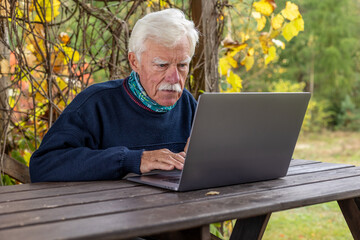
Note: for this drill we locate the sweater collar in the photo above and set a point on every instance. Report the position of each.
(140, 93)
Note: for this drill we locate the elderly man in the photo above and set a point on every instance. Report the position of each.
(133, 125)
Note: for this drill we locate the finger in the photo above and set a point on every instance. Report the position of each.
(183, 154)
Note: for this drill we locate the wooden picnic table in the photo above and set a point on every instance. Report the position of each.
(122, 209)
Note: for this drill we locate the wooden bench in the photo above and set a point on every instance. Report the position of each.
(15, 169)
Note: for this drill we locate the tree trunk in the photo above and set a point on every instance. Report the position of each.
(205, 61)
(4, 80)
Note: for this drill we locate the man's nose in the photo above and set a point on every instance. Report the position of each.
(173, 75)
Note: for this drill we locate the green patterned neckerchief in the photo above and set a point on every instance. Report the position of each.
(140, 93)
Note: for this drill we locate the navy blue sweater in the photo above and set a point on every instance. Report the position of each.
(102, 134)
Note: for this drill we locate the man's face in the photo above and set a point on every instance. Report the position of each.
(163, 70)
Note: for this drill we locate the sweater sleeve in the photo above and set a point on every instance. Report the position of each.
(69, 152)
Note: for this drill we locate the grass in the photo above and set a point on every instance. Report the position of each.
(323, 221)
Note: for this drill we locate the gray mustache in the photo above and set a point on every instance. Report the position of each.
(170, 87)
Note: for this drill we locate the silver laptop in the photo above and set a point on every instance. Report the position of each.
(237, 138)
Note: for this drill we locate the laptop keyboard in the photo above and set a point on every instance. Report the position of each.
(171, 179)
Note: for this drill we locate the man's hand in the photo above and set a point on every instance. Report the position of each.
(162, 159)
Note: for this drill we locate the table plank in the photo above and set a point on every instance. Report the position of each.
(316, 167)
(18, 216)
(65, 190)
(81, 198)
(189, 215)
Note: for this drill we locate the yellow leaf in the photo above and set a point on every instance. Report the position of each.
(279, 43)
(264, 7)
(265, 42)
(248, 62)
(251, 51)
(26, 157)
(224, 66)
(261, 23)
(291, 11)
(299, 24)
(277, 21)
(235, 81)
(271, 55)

Required action: With the pictures set aside, return each line of the listing exactly as given.

Task answer:
Note: for this drill we locate the sweater collar in the photo above and set a point on every instance. Report the position of each.
(140, 93)
Note: for this drill we locate the elderly man in the photo above and set a point on every instance. Report the position of each.
(133, 125)
Note: for this drill we locate the finger in the photo above and set a point on every instance. Report the position of each.
(183, 154)
Note: for this drill we locate the wooden picnic table in the photo above and set a point on every instance. Report the position of each.
(122, 209)
Note: for this drill we locate the wooden bench in the photo above and set a point on every instance. Report the position of each.
(15, 169)
Note: for this drill we locate the tree trunk in the photo above and set a point on every instance. Report the position of each.
(205, 61)
(4, 80)
Note: for this drill we locate the man's nose in the photo above and set a point on every instance. Report the position of each.
(173, 75)
Note: for this drill we locate the green patterned neckerchief in the photo above and set a point on every instance. Report the position of each.
(140, 93)
Note: for this drill we locate the navy blue sweater in the photo above and set a point on every instance. Report the position of each.
(102, 134)
Note: for this drill we locate the man's face in the photo above and set a point on every instance. Report the position of each.
(163, 70)
Note: for this drill we locate the sweater sleeve in the photo above and set a point on every instance. Report the position of each.
(69, 152)
Note: for this drill we locate the grass in the photo above and set a point on every instance. Report the position of each.
(323, 221)
Note: for this drill we locate the gray mustache in the photo above and set a point on every instance. Report the position of each.
(170, 87)
Note: for this drill we locate the silver laptop in the photo above and set a point on every instance. Report the position of each.
(237, 138)
Note: for this drill we locate the laptop keyboard in the photo above and set a point on every instance. Report the position of each.
(171, 179)
Note: for this drill we locate the man's hand in the photo above and set a point on every instance. Report the position of each.
(162, 159)
Note: for this drill we locate the table plank in the photo above and set a point on every instance. Report the position of each.
(316, 167)
(18, 216)
(65, 190)
(81, 198)
(189, 215)
Note: for this drill we locate the yellow leaf in the photo above and set a point on every instance. Report the position of each.
(279, 43)
(264, 7)
(265, 42)
(248, 62)
(251, 51)
(26, 157)
(224, 66)
(261, 23)
(291, 11)
(299, 24)
(277, 21)
(235, 81)
(271, 55)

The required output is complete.